▶ _Task instructions_:
The answer must be an exact copy of every record.

━━━━

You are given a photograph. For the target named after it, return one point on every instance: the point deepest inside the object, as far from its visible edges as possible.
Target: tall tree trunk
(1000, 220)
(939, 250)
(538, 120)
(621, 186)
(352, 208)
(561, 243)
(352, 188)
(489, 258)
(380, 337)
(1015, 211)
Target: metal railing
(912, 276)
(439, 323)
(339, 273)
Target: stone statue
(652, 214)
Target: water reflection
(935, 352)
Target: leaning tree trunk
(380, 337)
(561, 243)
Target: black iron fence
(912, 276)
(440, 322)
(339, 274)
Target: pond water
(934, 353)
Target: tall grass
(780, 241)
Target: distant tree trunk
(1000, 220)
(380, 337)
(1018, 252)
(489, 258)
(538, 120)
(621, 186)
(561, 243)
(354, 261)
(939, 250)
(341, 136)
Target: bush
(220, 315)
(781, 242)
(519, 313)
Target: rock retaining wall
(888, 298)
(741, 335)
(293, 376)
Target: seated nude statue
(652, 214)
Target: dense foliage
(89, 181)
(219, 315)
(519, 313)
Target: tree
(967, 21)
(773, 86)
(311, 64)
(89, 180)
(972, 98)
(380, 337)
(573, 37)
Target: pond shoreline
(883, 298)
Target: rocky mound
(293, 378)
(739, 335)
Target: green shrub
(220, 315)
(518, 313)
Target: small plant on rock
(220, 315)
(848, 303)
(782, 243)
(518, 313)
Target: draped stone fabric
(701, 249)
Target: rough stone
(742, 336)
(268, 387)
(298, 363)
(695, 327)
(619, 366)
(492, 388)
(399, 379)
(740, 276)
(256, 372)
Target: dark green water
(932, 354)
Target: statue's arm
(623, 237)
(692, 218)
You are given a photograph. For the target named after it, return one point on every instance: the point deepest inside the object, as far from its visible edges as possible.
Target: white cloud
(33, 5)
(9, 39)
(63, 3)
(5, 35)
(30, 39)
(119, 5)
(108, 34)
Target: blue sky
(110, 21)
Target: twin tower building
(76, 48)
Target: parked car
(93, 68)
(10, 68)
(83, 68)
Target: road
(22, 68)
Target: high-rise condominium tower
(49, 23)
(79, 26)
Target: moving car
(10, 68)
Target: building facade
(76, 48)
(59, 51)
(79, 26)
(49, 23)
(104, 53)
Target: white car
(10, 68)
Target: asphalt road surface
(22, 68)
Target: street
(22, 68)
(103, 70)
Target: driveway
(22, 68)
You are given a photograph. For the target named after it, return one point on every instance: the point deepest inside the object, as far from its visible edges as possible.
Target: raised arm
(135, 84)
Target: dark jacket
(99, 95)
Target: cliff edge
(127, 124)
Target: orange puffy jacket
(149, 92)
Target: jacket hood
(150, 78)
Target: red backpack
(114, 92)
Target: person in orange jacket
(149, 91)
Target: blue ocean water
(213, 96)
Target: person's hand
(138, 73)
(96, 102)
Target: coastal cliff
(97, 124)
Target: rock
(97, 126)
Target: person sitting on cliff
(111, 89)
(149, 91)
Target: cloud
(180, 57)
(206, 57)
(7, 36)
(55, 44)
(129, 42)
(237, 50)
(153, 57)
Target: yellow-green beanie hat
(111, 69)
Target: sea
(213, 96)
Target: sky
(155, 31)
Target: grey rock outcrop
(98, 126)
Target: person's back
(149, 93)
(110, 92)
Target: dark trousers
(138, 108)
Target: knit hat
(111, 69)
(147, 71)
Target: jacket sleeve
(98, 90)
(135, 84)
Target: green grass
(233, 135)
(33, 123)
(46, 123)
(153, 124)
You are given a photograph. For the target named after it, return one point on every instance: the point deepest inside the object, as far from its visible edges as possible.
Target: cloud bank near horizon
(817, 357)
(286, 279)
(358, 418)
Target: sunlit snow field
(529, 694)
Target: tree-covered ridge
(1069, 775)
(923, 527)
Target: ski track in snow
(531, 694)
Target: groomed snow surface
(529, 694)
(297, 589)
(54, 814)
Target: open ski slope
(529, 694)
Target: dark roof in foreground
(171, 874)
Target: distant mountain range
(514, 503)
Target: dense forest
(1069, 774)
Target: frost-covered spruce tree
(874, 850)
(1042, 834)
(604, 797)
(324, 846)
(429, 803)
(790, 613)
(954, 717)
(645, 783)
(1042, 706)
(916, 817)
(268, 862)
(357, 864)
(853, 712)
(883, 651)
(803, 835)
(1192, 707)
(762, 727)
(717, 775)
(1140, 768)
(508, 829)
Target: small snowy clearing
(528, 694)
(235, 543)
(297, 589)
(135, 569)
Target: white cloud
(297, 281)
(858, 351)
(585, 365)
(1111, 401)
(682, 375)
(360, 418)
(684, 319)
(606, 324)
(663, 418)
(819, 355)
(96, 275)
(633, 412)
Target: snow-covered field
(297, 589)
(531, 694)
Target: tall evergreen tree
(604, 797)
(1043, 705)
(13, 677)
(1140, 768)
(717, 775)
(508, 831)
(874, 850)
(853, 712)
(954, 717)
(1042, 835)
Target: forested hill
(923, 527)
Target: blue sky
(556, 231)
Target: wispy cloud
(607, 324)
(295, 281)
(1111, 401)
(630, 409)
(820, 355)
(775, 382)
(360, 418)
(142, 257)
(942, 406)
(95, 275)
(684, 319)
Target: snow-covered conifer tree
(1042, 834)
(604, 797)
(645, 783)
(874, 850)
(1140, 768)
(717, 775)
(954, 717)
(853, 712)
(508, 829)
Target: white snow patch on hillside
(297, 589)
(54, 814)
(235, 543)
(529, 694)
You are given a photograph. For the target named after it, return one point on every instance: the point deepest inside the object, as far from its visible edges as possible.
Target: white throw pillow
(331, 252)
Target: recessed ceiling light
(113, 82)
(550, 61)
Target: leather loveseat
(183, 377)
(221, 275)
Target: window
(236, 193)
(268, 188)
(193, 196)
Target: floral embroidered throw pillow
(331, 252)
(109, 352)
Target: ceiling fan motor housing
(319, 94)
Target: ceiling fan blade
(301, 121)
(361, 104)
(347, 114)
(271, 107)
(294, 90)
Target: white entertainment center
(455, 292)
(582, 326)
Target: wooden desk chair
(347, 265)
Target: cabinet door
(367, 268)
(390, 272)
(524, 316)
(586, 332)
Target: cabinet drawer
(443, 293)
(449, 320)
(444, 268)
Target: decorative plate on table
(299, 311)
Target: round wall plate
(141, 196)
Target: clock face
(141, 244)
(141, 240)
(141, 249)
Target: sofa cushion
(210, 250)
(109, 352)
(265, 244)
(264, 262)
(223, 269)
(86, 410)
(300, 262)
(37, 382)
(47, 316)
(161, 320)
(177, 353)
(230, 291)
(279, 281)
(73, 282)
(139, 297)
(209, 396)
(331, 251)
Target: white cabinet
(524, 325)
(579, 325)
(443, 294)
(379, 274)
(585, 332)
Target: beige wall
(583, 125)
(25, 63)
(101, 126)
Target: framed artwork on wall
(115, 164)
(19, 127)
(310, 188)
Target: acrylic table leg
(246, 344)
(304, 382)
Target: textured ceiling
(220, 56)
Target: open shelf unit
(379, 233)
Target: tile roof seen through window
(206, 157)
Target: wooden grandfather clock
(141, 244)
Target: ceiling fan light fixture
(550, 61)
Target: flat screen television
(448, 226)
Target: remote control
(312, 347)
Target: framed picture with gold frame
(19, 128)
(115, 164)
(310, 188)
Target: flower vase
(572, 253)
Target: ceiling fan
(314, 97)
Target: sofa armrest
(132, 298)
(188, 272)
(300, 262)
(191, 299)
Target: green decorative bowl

━━━━

▶ _Result for this exercise_:
You are given a photograph. For the target named after it, return one point on every instance: the point deepest inside the object, as far from its visible edges as possible.
Target: tall tree trunk
(1000, 220)
(939, 250)
(538, 120)
(621, 186)
(352, 208)
(561, 243)
(352, 188)
(489, 258)
(380, 337)
(1015, 211)
Target: metal railing
(912, 276)
(439, 323)
(339, 273)
Target: stone statue
(652, 214)
Target: water reflection
(935, 352)
Target: leaning tree trunk
(380, 337)
(561, 243)
Target: black iron fence
(912, 276)
(440, 322)
(339, 274)
Target: pond water
(934, 353)
Target: tall grass
(780, 241)
Target: distant tree trunk
(1000, 220)
(380, 337)
(1018, 252)
(489, 258)
(538, 120)
(621, 186)
(561, 243)
(354, 261)
(939, 250)
(341, 136)
Target: bush
(220, 315)
(781, 242)
(519, 313)
Target: rock retaining wall
(888, 298)
(741, 335)
(293, 376)
Target: seated nude statue
(652, 214)
Target: dense foliage
(89, 181)
(219, 315)
(519, 313)
Target: tree
(967, 21)
(773, 86)
(311, 64)
(89, 180)
(972, 98)
(380, 337)
(573, 37)
Target: pond shoreline
(883, 298)
Target: rocky mound
(293, 378)
(739, 335)
Target: green shrub
(220, 315)
(518, 313)
Target: small plant on rock
(220, 315)
(848, 303)
(782, 243)
(518, 313)
Target: draped stone fabric
(701, 249)
Target: rough stone
(742, 336)
(268, 387)
(298, 363)
(695, 327)
(619, 366)
(492, 388)
(399, 379)
(740, 276)
(256, 372)
Target: dark green water
(932, 354)
Target: statue's arm
(623, 237)
(692, 218)
You are given a photograph. For the target named after it, return one point on every instance: the point deepest inside the object, as far from its visible edges as possible.
Target: white cloud
(33, 5)
(9, 39)
(63, 3)
(5, 35)
(30, 39)
(119, 5)
(108, 34)
Target: blue sky
(110, 21)
Target: twin tower building
(76, 48)
Target: parked car
(93, 68)
(10, 68)
(83, 68)
Target: road
(22, 68)
Target: high-rise condominium tower
(49, 23)
(79, 26)
Target: moving car
(10, 68)
Target: building facade
(76, 48)
(59, 51)
(79, 26)
(49, 23)
(104, 53)
Target: white car
(10, 68)
Target: asphalt road surface
(22, 68)
Target: street
(22, 68)
(103, 70)
Target: driveway
(22, 68)
You are given a photograph. For the target named after it, return one point on every instance: the point deepest inside the object, as far from its visible edges as possible.
Target: raised arm
(135, 84)
Target: dark jacket
(99, 95)
Target: cliff edge
(127, 124)
Target: orange puffy jacket
(149, 92)
Target: jacket hood
(150, 78)
Target: red backpack
(114, 92)
Target: person in orange jacket
(149, 91)
Target: blue ocean water
(213, 96)
Target: person's hand
(138, 73)
(96, 102)
Target: coastal cliff
(97, 124)
Target: rock
(97, 126)
Target: person sitting on cliff
(111, 89)
(149, 91)
Target: cloud
(180, 57)
(206, 57)
(7, 36)
(55, 44)
(129, 42)
(237, 50)
(153, 57)
Target: yellow-green beanie hat
(111, 69)
Target: sea
(213, 96)
Target: sky
(155, 31)
Target: grey rock outcrop
(98, 126)
Target: person's back
(149, 93)
(110, 92)
Target: dark trousers
(138, 108)
Target: knit hat
(111, 69)
(147, 71)
Target: jacket sleeve
(98, 90)
(135, 84)
Target: green grass
(233, 135)
(33, 123)
(46, 123)
(153, 124)
You are given a photograph. For the target named after it, return one point on every instance: the point deepest inside the object, as far from its visible edges as possible.
Target: cloud bank near horizon
(817, 357)
(286, 279)
(358, 418)
Target: sunlit snow field
(529, 694)
Target: tree-covered ridge
(1069, 775)
(923, 527)
Target: ski track in snow
(531, 694)
Target: groomed snow surface
(529, 694)
(297, 589)
(54, 814)
Target: open ski slope
(529, 694)
Target: dark roof in foreground
(171, 874)
Target: distant mountain range
(514, 503)
Target: dense forest
(1069, 774)
Target: frost-covered spruce tree
(874, 850)
(1042, 834)
(604, 797)
(324, 846)
(429, 803)
(790, 613)
(954, 717)
(645, 783)
(1042, 706)
(916, 817)
(268, 862)
(357, 864)
(853, 712)
(883, 651)
(803, 835)
(1192, 707)
(762, 727)
(717, 775)
(1140, 768)
(508, 829)
Target: small snowy clearing
(528, 694)
(235, 543)
(297, 589)
(135, 569)
Target: white cloud
(297, 281)
(858, 351)
(585, 365)
(1111, 401)
(682, 375)
(360, 418)
(684, 319)
(606, 324)
(663, 418)
(819, 355)
(96, 275)
(633, 412)
Target: snow-covered field
(297, 589)
(531, 694)
Target: tall evergreen tree
(604, 797)
(1043, 705)
(13, 677)
(1140, 768)
(717, 775)
(508, 831)
(874, 850)
(853, 712)
(954, 717)
(1042, 835)
Target: forested hill
(923, 527)
Target: blue sky
(556, 231)
Target: wispy cloud
(607, 324)
(295, 281)
(1111, 401)
(630, 409)
(820, 355)
(775, 382)
(360, 418)
(142, 257)
(942, 406)
(95, 275)
(684, 319)
Target: snow-covered conifer tree
(1042, 834)
(604, 797)
(645, 783)
(874, 850)
(1140, 768)
(717, 775)
(954, 717)
(853, 712)
(508, 829)
Target: white snow patch on hillside
(297, 589)
(54, 814)
(235, 543)
(529, 694)
You are given a photograph. For the target named after it, return one point on every instance: the point deepest inside the object, as far from its visible edges as possible.
Target: white throw pillow
(331, 252)
Target: recessed ceiling light
(113, 82)
(550, 61)
Target: leather loveseat
(183, 377)
(221, 275)
Target: window
(236, 193)
(268, 188)
(193, 196)
Target: floral embroidered throw pillow
(331, 252)
(109, 352)
Target: ceiling fan motor housing
(319, 94)
Target: ceiling fan blade
(301, 121)
(361, 104)
(347, 114)
(271, 107)
(294, 90)
Target: white entertainment center
(455, 292)
(582, 326)
Target: wooden desk chair
(347, 265)
Target: cabinet door
(367, 268)
(390, 272)
(524, 316)
(586, 332)
Target: cabinet drawer
(443, 293)
(449, 320)
(444, 268)
Target: decorative plate on table
(299, 311)
Target: round wall plate
(141, 196)
Target: clock face
(141, 244)
(141, 240)
(141, 249)
Target: sofa cushion
(210, 250)
(109, 352)
(265, 244)
(264, 262)
(223, 269)
(86, 410)
(300, 262)
(37, 382)
(47, 316)
(161, 320)
(177, 353)
(230, 291)
(279, 281)
(73, 282)
(139, 297)
(209, 396)
(331, 251)
Target: white cabinet
(524, 325)
(579, 325)
(443, 294)
(379, 274)
(585, 332)
Target: beige wall
(583, 125)
(25, 63)
(101, 126)
Target: framed artwork on wall
(115, 164)
(19, 127)
(310, 188)
Target: acrylic table leg
(246, 344)
(304, 382)
Target: textured ceiling
(220, 56)
Target: open shelf unit
(379, 233)
Target: tile roof seen through window
(206, 157)
Target: wooden grandfather clock
(141, 244)
Target: ceiling fan light fixture
(550, 61)
Target: flat screen television
(448, 226)
Target: remote control
(312, 347)
Target: framed picture with gold frame
(19, 128)
(115, 164)
(310, 188)
Target: flower vase
(572, 253)
Target: ceiling fan
(314, 97)
Target: sofa armrest
(132, 298)
(188, 272)
(300, 262)
(191, 299)
Target: green decorative bowl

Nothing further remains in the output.